TASK GOAL :: Only one stretch of the data below should be repeated: the lines from the line containing "of the tree" through the line containing "the car side", inclusive, exactly as they are.

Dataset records
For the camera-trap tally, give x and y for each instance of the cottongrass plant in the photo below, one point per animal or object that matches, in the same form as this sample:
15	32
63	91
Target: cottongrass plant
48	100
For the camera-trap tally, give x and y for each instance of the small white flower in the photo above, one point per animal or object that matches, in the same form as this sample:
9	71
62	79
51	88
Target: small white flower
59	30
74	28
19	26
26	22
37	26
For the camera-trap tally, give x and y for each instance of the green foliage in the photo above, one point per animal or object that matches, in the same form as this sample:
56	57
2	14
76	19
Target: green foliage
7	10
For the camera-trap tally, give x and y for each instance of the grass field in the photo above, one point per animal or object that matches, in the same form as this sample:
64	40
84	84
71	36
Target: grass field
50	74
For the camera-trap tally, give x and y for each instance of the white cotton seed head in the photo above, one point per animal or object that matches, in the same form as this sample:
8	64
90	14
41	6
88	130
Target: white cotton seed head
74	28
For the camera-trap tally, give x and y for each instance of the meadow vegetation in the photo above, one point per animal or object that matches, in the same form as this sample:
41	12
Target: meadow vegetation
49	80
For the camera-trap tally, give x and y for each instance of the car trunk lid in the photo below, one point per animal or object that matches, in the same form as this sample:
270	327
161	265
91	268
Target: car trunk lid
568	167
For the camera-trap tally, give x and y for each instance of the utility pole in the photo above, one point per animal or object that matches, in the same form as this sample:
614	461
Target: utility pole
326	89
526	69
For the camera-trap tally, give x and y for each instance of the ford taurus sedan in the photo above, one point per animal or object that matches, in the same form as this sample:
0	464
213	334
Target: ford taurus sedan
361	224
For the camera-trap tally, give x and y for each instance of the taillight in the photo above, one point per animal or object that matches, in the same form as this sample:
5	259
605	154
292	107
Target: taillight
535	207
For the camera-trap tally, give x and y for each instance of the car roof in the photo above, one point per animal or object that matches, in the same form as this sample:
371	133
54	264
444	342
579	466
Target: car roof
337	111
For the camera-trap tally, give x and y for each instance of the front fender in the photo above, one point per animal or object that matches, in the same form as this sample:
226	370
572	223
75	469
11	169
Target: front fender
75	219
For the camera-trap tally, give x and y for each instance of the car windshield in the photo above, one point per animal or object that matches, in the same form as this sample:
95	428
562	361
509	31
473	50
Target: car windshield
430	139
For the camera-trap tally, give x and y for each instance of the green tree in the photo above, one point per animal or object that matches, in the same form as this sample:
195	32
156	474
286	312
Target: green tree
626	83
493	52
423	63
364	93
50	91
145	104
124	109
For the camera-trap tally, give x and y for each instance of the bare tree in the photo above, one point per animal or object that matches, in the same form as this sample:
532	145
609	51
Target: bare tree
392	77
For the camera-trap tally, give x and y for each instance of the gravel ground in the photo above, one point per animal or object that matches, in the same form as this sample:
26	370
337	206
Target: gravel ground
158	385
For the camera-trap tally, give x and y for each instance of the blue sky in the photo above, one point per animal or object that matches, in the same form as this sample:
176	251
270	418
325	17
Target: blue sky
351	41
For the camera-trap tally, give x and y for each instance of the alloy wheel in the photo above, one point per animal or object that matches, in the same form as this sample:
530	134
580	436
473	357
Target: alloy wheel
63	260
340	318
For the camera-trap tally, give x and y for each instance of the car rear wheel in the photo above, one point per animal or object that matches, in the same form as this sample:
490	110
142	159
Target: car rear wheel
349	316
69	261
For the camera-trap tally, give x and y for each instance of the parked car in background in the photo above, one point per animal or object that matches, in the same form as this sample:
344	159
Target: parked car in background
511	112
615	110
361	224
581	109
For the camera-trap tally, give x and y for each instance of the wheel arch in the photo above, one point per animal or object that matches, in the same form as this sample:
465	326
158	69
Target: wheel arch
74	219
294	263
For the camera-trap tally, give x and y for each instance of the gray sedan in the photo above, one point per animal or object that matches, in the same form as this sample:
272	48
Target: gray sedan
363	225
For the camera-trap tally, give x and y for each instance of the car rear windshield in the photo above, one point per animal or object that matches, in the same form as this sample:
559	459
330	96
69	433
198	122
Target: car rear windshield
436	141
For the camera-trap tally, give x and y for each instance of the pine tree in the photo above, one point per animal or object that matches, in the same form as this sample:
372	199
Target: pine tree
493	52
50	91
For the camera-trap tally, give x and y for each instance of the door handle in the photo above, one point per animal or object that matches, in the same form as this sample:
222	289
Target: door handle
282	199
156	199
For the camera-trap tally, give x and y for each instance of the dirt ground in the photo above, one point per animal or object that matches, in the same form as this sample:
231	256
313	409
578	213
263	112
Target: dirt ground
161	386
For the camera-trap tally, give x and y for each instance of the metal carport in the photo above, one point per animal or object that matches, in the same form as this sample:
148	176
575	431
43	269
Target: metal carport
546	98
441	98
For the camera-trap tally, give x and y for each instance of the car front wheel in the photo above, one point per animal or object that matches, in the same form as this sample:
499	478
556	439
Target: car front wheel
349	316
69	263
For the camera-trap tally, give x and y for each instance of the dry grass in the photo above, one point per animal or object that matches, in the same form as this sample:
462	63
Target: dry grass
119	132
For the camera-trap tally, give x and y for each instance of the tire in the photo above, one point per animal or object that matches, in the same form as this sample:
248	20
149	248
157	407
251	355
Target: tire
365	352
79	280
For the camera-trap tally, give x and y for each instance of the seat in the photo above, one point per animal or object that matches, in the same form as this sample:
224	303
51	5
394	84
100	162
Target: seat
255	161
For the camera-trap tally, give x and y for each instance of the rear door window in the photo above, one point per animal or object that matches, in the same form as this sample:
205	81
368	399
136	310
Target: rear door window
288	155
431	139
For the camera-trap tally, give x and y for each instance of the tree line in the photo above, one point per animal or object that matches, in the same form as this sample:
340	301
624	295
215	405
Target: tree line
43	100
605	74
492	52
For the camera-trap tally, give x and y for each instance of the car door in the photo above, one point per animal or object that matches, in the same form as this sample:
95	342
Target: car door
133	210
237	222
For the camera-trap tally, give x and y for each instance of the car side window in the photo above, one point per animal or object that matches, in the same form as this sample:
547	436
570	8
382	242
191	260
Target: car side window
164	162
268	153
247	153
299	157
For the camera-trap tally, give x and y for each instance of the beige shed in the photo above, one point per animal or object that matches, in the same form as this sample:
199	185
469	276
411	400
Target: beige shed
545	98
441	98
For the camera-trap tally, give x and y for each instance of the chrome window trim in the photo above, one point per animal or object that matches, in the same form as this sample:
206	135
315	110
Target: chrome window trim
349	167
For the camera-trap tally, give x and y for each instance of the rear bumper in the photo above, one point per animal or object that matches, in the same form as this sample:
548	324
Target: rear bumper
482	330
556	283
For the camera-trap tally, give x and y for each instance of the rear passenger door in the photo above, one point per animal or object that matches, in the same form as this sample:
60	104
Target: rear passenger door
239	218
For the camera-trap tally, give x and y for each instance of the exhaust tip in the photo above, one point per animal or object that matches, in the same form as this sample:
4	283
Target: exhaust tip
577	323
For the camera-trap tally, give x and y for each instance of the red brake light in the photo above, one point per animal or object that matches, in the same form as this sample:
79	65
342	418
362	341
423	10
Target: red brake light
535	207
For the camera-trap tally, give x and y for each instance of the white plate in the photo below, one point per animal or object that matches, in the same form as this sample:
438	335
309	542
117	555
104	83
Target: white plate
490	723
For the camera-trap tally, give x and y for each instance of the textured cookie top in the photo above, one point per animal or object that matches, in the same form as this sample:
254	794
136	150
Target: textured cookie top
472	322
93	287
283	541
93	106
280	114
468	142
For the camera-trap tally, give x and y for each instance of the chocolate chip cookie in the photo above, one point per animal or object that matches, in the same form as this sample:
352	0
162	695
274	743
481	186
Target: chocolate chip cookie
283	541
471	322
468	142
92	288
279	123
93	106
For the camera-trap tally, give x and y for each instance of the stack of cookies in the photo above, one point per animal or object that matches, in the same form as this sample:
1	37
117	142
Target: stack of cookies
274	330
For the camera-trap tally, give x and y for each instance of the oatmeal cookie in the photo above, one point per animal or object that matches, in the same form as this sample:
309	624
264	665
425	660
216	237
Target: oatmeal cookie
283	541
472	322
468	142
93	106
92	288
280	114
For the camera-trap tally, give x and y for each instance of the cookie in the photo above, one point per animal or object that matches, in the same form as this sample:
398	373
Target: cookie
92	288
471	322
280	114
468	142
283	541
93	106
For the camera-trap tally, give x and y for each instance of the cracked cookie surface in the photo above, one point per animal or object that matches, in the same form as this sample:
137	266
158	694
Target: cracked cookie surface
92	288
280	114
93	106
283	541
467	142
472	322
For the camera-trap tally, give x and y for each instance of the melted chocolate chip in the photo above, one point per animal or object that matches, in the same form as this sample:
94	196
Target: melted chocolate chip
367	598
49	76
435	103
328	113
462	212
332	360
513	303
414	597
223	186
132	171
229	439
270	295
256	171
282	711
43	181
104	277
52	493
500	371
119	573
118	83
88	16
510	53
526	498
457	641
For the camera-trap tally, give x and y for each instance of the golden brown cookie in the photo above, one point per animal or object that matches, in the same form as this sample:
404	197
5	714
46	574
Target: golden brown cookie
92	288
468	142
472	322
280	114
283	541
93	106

EXERCISE ANSWER ::
For the camera-trap tally, give x and y for each instance of the tree line in the photo above, one point per animal or object that matches, in the same form as this sample:
340	301
624	295
215	405
Target: tree line
43	100
605	74
492	52
For the camera-trap tally, give x and y for each instance of the car door in the photo above, one point per animal or object that matches, in the same form as this sample:
95	342
Target: car door
133	210
237	222
For the camera-trap tally, give x and y for each instance of the car side window in the photo above, one point per animal or object that matches, in the same form as this sample:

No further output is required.